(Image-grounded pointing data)
▬▬▬▬▬▬▬▬▬▬

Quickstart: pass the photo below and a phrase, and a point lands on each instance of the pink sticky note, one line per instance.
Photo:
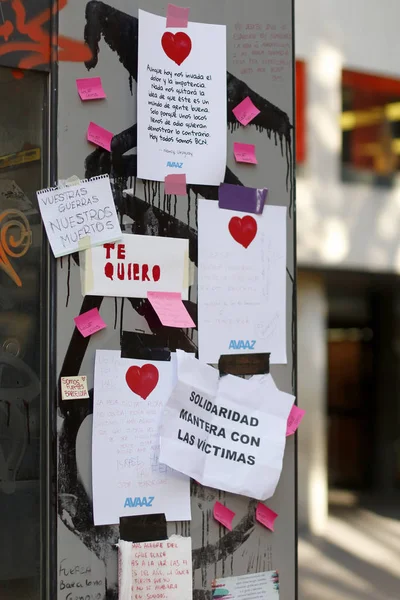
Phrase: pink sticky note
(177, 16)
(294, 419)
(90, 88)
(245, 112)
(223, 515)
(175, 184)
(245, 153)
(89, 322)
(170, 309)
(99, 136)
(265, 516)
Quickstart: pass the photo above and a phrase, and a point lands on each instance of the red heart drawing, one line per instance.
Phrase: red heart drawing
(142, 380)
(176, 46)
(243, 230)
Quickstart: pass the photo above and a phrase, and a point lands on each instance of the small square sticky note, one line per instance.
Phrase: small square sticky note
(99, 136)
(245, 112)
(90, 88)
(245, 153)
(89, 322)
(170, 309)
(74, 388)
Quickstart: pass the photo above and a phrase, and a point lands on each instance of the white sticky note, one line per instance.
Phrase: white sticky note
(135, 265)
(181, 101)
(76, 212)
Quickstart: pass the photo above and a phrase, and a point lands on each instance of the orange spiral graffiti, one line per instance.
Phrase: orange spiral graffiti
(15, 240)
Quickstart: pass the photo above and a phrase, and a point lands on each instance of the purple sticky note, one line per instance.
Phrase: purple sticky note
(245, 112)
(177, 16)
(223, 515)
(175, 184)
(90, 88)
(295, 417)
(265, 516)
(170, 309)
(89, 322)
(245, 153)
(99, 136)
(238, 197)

▬▬▬▬▬▬▬▬▬▬

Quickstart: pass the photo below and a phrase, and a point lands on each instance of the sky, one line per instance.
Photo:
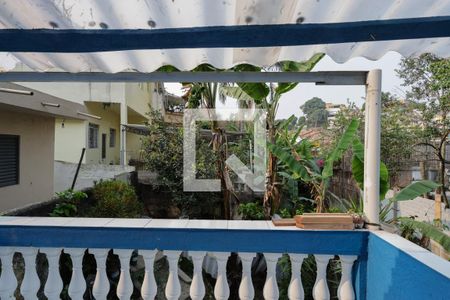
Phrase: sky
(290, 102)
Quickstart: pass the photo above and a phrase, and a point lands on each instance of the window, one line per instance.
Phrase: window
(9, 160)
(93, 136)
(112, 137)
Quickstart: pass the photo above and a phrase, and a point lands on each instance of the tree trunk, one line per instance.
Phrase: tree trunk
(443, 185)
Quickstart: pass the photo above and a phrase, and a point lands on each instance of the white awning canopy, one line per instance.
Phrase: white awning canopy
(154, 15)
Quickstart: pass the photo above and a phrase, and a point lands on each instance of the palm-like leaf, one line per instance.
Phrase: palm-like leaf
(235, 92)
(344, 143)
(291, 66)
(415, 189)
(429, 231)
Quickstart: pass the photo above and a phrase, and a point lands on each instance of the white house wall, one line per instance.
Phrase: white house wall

▬▬▬▬▬▬▬▬▬▬

» **Task**
Nothing but the lines above from the one containing "Phrase: white awning canopy" through the one containing "Phrase: white house wall" should appear in the answer, each repeated exactly.

» **Exercise solution**
Phrase: white awning canopy
(154, 15)
Quickstart: pass the photo above and a phrase, and a point lands on each instance of the palm-like leaf, one line per instance.
Phrase: palm-like leaf
(235, 92)
(344, 143)
(291, 66)
(415, 189)
(429, 231)
Quickstart: pass the photo above and a phrase, and a point lands on each instance of the white house wall, one line per instance.
Phrase: white house wall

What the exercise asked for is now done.